De Vereniging van Effectenbezitters (VEB) en de Bond voor Belastingbetalers (BvB) vrezen dat veel belastingbetalers na 1 januari de dupe worden door nieuwe regels voor de vermogensrendementsheffing. In een brief aan de Eerste Kamer schrijven zij dat met name de belastingbetaler wordt geraakt die werkt aan een aanvullend pensioen of die altijd spaarzaam heeft geleefd.
In de nieuwe regels wordt er voor die groep van uitgegaan dat over een groot deel van hun vermogen een rendement van 4,7% tot zelfs 5,5% is behaald. Dat zou volgens de organisaties echter irreëel zijn voor mensen die geen grote risico’s hebben genomen.
Nu geldt nog dat wordt uitgegaan van een fictief rendement op vermogen van 4%. Daarover moet 30% vermogensrendementsheffing worden betaald. De heffing wordt aangepast omdat een rendement door de huidige lage rentestanden lastig is. De nieuwe regeling bevat drie schijven, waarbij voor hogere vermogens wordt gerekend met een hoger fictief rendement.

--- OPDRACHT 1 ---
Noem alle percentages die in de tekst over de vermogensrendementsheffing voorkomen.
--- OPDRACHT 2 ---
Druk het stuk uit de tekst over de vermogensrendementsheffing af dat begint met "In de nieuwe" en doorloopt tot en met "hoger fictief rendement.".

--- VASTGELEGDE GEGEVENS ---
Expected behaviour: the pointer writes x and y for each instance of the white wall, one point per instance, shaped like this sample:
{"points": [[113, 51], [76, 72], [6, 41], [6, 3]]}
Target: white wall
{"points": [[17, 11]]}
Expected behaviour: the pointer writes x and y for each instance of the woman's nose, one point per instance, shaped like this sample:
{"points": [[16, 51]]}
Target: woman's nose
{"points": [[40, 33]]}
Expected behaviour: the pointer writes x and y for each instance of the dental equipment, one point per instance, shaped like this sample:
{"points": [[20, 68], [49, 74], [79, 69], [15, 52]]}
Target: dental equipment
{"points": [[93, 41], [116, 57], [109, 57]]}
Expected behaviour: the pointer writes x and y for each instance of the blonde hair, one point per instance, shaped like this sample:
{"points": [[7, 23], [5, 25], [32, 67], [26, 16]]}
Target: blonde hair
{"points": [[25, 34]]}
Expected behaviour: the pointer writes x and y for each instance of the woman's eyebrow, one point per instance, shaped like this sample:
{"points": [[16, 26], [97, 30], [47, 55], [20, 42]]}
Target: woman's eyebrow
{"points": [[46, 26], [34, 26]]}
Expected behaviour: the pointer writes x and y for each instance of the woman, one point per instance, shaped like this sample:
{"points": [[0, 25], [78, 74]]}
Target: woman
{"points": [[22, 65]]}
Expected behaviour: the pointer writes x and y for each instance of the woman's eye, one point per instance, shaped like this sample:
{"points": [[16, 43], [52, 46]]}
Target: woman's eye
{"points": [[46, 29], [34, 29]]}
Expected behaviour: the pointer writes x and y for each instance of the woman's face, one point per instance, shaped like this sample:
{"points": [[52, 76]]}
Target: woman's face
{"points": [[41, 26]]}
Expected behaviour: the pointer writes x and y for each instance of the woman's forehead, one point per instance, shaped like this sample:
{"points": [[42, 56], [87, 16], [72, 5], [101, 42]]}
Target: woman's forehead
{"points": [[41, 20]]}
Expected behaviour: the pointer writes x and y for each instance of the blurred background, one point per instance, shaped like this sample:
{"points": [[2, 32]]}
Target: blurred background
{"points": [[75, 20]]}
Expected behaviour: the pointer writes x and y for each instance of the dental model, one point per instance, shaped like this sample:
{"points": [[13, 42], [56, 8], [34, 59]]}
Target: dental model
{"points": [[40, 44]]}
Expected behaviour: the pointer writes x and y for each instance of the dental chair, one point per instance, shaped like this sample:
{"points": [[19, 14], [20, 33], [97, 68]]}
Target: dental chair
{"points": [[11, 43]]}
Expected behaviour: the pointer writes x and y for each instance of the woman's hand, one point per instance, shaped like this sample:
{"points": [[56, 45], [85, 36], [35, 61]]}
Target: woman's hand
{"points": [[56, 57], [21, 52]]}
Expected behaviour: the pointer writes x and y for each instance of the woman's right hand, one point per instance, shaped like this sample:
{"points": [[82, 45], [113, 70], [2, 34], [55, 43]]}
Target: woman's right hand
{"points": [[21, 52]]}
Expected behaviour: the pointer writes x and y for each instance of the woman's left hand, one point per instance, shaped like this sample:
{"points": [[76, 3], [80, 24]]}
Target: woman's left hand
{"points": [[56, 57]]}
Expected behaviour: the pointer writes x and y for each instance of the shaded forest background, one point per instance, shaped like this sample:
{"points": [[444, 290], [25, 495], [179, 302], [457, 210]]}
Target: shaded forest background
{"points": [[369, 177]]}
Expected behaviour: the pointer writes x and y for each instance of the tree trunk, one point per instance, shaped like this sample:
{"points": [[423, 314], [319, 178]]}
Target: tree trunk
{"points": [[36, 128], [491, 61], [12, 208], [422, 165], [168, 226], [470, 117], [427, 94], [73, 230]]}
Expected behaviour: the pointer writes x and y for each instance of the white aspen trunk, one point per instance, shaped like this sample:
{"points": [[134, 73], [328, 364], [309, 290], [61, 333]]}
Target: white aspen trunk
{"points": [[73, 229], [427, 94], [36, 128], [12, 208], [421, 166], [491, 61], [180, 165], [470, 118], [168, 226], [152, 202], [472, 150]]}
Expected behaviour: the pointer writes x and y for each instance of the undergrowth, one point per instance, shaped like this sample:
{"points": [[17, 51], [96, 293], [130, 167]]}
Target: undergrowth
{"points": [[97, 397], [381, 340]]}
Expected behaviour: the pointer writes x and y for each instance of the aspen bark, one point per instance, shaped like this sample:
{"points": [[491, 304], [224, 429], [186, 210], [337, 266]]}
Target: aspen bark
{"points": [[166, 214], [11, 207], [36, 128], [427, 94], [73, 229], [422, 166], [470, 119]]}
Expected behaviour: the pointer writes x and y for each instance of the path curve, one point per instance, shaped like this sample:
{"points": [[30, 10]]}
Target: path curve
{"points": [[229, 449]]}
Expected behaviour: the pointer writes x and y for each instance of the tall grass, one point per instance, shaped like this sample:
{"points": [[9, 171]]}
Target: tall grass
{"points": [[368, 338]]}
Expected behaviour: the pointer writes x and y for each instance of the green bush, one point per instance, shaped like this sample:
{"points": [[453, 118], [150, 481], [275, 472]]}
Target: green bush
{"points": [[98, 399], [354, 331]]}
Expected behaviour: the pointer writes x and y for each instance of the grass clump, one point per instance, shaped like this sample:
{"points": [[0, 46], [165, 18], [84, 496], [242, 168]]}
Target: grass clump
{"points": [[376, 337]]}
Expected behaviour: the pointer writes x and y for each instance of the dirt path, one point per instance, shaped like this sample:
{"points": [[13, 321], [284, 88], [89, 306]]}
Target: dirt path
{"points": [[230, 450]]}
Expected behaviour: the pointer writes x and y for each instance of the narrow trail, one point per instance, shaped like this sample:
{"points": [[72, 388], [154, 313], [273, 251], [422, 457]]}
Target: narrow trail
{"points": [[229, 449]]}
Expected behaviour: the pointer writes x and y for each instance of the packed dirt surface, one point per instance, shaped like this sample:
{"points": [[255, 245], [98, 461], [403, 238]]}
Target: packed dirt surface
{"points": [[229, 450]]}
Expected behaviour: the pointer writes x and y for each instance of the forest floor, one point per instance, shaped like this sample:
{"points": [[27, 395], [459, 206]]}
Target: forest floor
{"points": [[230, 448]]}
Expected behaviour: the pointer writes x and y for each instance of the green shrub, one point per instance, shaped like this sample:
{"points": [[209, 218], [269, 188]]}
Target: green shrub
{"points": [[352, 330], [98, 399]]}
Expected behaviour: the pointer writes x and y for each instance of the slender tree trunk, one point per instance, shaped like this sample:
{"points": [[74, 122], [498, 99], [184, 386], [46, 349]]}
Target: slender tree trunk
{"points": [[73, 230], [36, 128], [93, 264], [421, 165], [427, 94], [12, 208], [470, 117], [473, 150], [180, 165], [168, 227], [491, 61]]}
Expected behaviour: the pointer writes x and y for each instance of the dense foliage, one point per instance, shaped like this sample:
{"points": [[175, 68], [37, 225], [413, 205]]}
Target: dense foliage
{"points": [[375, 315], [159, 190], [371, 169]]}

...

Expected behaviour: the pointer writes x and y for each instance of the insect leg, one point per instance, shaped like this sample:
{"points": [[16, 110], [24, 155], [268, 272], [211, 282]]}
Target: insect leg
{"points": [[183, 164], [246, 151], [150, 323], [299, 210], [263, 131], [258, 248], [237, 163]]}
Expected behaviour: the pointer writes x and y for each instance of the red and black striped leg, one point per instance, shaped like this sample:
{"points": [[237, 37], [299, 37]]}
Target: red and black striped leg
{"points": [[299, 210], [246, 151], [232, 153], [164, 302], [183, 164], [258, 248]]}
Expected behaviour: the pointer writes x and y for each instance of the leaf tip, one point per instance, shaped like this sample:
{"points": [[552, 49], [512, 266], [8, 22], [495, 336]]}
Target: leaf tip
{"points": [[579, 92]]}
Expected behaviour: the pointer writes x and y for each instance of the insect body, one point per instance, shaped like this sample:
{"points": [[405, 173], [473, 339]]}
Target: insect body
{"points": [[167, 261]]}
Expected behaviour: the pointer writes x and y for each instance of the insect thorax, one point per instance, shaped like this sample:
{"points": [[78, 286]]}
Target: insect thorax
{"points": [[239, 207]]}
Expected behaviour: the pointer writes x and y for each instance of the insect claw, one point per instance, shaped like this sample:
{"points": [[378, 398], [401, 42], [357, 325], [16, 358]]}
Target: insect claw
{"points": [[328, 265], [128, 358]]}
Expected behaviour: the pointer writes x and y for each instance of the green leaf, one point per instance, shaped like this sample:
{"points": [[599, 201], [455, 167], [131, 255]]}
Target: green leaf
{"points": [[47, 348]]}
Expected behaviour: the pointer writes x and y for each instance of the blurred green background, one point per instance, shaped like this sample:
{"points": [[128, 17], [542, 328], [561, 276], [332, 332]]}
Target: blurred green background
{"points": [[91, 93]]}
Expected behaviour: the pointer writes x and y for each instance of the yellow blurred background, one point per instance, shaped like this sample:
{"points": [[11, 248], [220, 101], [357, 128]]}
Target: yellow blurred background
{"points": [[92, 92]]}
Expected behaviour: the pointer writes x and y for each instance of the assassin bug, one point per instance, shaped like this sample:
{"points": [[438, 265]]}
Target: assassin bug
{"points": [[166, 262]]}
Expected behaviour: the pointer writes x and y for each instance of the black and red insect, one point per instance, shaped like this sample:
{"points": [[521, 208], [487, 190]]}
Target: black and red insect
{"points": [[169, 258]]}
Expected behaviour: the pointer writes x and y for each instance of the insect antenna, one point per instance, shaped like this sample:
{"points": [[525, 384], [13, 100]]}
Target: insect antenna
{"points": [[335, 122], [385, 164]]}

* * *

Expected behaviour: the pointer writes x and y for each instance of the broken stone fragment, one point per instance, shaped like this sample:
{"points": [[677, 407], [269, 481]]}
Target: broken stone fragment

--- ANTWOORD 1 ---
4,7%, 5,5%, 4% en 30%

--- ANTWOORD 2 ---
In de nieuwe regels wordt er voor die groep van uitgegaan dat over een groot deel van hun vermogen een rendement van 4,7% tot zelfs 5,5% is behaald. Dat zou volgens de organisaties echter irreëel zijn voor mensen die geen grote risico’s hebben genomen.
Nu geldt nog dat wordt uitgegaan van een fictief rendement op vermogen van 4%. Daarover moet 30% vermogensrendementsheffing worden betaald. De heffing wordt aangepast omdat een rendement door de huidige lage rentestanden lastig is. De nieuwe regeling bevat drie schijven, waarbij voor hogere vermogens wordt gerekend met een hoger fictief rendement.